**Travail à faire**.
1. D'après le passage sur le CEDEP, quelle est la forme développée de ce sigle ?
2. Rédigez la suite du passage sur le CEDEP, en reprenant après sa dernière phrase.

1- Vous êtes à la tête du CEDEP, de quoi s’agit-il. Quels sont les acteurs principaux de cette structure
Le CEDEP est l’acronyme du Centre d’Etudes spécialisées en Décentralisation et Evaluation des Politiques. En anglais c’est le PEDEC, initiales abréviatives de Policy Evaluation and Decentralization specialised study Center.
En effet, il s’agit d’une association scientifique qui regroupe en son sein des femmes et des hommes vivants au Cameroun et en occident, dotés des connaissances dans le domaine du management des collectivités territoriales décentralisées ; et dans la démocratie participative et délibérative, qui en fait offre aux citoyens des voix de plus que celle du vote.
Cette équipe n’est pas hermétique puisqu’elle accueille en son sein toute personne dont l’intérêt pour la décentralisation est susceptible de porter le CEDEP vers le haut en termes d’efficacité.

**Données fournies**.

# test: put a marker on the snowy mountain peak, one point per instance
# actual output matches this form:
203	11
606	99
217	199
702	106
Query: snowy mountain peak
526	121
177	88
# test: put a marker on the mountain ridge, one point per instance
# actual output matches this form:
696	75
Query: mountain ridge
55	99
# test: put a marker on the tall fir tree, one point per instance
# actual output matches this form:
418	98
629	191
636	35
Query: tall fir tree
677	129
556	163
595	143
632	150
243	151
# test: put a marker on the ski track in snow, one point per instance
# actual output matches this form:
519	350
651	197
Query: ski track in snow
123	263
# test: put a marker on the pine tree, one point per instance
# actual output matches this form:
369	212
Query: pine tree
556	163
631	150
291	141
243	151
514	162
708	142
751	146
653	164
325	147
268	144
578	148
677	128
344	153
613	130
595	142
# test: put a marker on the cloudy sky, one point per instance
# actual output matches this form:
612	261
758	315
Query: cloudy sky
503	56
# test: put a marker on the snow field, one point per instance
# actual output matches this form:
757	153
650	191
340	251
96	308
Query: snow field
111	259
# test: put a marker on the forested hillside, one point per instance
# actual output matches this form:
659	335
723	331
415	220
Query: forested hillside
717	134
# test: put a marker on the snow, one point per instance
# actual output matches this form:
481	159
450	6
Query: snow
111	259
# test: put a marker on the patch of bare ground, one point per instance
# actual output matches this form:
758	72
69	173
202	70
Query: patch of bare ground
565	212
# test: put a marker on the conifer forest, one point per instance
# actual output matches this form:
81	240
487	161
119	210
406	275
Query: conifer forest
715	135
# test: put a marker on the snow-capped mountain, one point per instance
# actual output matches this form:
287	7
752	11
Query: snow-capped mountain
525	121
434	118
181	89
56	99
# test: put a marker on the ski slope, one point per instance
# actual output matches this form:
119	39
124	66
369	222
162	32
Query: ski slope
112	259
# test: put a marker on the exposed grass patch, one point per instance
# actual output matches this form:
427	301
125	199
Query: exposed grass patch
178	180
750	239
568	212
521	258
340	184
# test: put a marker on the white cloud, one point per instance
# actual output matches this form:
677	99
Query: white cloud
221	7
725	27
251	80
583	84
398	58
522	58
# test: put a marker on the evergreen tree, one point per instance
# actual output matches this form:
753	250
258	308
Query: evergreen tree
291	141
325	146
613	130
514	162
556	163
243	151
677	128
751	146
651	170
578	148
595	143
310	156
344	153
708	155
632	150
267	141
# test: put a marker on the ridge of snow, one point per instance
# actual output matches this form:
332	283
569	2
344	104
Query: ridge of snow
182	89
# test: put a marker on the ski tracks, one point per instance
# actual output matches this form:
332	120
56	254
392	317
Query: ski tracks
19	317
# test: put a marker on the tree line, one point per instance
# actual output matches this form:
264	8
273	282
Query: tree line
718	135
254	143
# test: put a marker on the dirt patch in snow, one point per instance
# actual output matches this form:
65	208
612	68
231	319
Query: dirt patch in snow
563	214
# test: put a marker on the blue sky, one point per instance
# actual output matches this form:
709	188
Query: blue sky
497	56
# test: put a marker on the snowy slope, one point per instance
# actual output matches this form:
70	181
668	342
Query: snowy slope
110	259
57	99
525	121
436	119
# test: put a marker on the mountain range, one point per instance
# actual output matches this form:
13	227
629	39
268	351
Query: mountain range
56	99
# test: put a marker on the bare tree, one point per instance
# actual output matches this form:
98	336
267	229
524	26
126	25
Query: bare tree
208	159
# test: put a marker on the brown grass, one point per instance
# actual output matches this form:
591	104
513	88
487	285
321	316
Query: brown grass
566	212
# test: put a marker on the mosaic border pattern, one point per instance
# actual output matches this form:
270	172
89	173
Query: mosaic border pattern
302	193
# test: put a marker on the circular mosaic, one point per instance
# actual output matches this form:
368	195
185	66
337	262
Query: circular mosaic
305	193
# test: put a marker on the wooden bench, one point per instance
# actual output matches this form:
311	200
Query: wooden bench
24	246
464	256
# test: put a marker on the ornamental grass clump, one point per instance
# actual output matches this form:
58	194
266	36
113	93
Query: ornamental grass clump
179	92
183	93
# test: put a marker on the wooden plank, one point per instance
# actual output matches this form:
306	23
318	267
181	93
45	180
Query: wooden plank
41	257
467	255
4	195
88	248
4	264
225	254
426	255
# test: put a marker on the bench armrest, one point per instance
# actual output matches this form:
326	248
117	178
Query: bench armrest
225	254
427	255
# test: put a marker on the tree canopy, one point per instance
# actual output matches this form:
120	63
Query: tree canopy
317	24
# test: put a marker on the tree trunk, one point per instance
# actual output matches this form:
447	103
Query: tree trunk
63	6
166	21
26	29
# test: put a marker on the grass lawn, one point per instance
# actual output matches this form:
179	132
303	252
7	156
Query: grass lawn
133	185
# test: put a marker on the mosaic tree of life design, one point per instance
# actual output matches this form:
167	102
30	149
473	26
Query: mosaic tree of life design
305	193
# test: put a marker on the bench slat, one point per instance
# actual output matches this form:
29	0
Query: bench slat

**Corrigé des exercices**.
1. Centre d'Etudes spécialisées en Décentralisation et Evaluation des Politiques.

2.
Nous avons pris l’engagement de travailler dans le cadre d’un idéal commun et noble, afin de prêter main forte aux pouvoirs publics dans le grand chantier de la décentralisation via quatre axes majeurs que sont : Le renforcement des capacités de toutes les parties prenantes représentées par les élus locaux, les acteurs sociaux et les populations locales bénéficiaires (cibles) ; l’accompagnement des collectivités territoriales sur le terrain dans l’accomplissement des compétences qui leurs sont transférées par l’Etat ; l’accompagnement des populations à un accès facile de ce qui leur est destiné par le gouvernement à travers l’information et l’aide au montage des projets ; l’Evaluation des politiques publiques c’est-à-dire, que toute intervention de l’autorité investie de la puissance publique et de légitimité peut ne pas atteindre sa cible. Il nous reviendra d’apporter des suggestions et des propositions au niveau stratégique en envisageant par exemple des leviers à actionner en vue de l’efficience de l’action gouvernementale.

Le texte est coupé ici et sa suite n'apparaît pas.